*TASK OBJECTIVE*
Find every line below that contains the string "take" and copy each one out in full. Treat uppercase and lowercase as different.

### MATERIAL FOR THIS TASK ###

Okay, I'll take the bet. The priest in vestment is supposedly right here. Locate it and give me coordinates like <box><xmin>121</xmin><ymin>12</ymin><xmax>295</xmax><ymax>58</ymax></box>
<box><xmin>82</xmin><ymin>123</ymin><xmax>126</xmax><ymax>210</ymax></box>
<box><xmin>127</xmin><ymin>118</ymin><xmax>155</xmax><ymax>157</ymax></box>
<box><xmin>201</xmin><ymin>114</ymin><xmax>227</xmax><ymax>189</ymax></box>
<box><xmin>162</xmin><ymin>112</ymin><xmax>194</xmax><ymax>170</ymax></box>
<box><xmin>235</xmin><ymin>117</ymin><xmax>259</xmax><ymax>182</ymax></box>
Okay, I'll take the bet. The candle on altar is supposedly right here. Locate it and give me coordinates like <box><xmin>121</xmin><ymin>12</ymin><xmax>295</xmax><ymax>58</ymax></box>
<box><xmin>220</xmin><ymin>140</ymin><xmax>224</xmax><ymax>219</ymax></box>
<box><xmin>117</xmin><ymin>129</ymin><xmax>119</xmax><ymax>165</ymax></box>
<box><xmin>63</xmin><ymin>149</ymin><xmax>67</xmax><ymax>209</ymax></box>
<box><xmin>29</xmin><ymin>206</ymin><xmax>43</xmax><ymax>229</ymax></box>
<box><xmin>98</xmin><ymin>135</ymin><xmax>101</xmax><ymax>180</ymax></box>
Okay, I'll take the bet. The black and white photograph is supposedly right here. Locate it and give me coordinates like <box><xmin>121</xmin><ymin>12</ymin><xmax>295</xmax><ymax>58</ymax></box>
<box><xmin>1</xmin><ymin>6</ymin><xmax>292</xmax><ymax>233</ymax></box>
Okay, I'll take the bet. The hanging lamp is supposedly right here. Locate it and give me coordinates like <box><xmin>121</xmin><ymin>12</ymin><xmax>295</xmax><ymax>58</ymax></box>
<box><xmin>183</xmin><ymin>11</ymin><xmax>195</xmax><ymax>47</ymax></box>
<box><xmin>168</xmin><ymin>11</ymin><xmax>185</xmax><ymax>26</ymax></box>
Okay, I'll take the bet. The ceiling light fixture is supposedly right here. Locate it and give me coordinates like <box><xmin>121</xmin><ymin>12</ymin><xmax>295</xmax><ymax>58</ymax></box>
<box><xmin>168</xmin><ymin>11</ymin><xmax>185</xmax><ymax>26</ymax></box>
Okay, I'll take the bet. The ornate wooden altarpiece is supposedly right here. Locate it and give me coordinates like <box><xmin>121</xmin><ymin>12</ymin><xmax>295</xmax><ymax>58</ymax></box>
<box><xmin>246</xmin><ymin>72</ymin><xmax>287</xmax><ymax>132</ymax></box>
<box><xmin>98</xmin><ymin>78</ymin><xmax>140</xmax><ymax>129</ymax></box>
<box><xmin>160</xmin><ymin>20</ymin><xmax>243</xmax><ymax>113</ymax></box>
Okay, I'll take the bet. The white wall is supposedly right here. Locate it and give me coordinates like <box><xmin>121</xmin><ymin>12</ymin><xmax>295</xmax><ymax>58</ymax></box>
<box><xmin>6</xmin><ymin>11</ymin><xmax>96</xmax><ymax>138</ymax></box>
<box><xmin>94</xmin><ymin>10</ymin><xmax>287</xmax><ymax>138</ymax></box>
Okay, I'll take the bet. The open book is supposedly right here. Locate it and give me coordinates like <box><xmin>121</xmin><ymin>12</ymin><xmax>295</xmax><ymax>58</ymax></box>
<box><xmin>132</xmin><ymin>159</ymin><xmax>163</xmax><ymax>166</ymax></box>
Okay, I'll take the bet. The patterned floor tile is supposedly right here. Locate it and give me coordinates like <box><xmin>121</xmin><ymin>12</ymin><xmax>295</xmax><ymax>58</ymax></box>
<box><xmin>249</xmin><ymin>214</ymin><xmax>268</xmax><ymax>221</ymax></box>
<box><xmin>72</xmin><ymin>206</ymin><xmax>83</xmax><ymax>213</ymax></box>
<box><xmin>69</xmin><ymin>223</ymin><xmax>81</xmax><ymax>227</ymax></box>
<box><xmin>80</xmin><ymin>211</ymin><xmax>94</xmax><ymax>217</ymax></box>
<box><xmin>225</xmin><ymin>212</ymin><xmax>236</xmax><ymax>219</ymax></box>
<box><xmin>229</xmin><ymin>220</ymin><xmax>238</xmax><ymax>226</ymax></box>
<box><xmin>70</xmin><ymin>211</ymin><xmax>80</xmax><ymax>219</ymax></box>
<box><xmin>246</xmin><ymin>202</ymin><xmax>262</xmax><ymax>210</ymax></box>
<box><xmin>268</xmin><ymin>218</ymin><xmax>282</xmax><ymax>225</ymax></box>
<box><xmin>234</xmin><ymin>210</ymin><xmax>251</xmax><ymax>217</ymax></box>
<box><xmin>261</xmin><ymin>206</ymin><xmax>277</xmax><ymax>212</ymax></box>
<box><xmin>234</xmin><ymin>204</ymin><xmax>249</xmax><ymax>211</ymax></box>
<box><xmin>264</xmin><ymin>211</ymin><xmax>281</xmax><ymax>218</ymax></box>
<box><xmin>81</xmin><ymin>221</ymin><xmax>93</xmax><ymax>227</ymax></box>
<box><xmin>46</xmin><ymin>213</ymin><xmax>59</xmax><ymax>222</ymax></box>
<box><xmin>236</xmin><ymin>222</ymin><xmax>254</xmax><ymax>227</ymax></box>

###

*RESULT FOR THIS EXERCISE*
Okay, I'll take the bet. The priest in vestment is supposedly right here. Locate it and give me coordinates like <box><xmin>121</xmin><ymin>12</ymin><xmax>295</xmax><ymax>58</ymax></box>
Okay, I'll take the bet. The candle on altar is supposedly right here. Locate it and give me coordinates like <box><xmin>121</xmin><ymin>12</ymin><xmax>295</xmax><ymax>58</ymax></box>
Okay, I'll take the bet. The black and white photograph is supposedly right here. Locate it and give me coordinates like <box><xmin>121</xmin><ymin>12</ymin><xmax>295</xmax><ymax>58</ymax></box>
Okay, I'll take the bet. The hanging lamp is supposedly right here. Locate it and give me coordinates like <box><xmin>121</xmin><ymin>12</ymin><xmax>295</xmax><ymax>58</ymax></box>
Okay, I'll take the bet. The ceiling light fixture is supposedly right here. Locate it and give me coordinates like <box><xmin>121</xmin><ymin>12</ymin><xmax>295</xmax><ymax>58</ymax></box>
Okay, I'll take the bet. The ornate wooden altarpiece is supposedly right here. Locate it and give me coordinates like <box><xmin>121</xmin><ymin>12</ymin><xmax>295</xmax><ymax>58</ymax></box>
Okay, I'll take the bet. The white wall is supposedly right here. Locate it and give me coordinates like <box><xmin>121</xmin><ymin>12</ymin><xmax>295</xmax><ymax>58</ymax></box>
Okay, I'll take the bet. The open book is supposedly right here. Locate it and give me coordinates like <box><xmin>121</xmin><ymin>12</ymin><xmax>295</xmax><ymax>58</ymax></box>
Okay, I'll take the bet. The patterned floor tile is supposedly right here. Locate it and give me coordinates like <box><xmin>121</xmin><ymin>12</ymin><xmax>295</xmax><ymax>58</ymax></box>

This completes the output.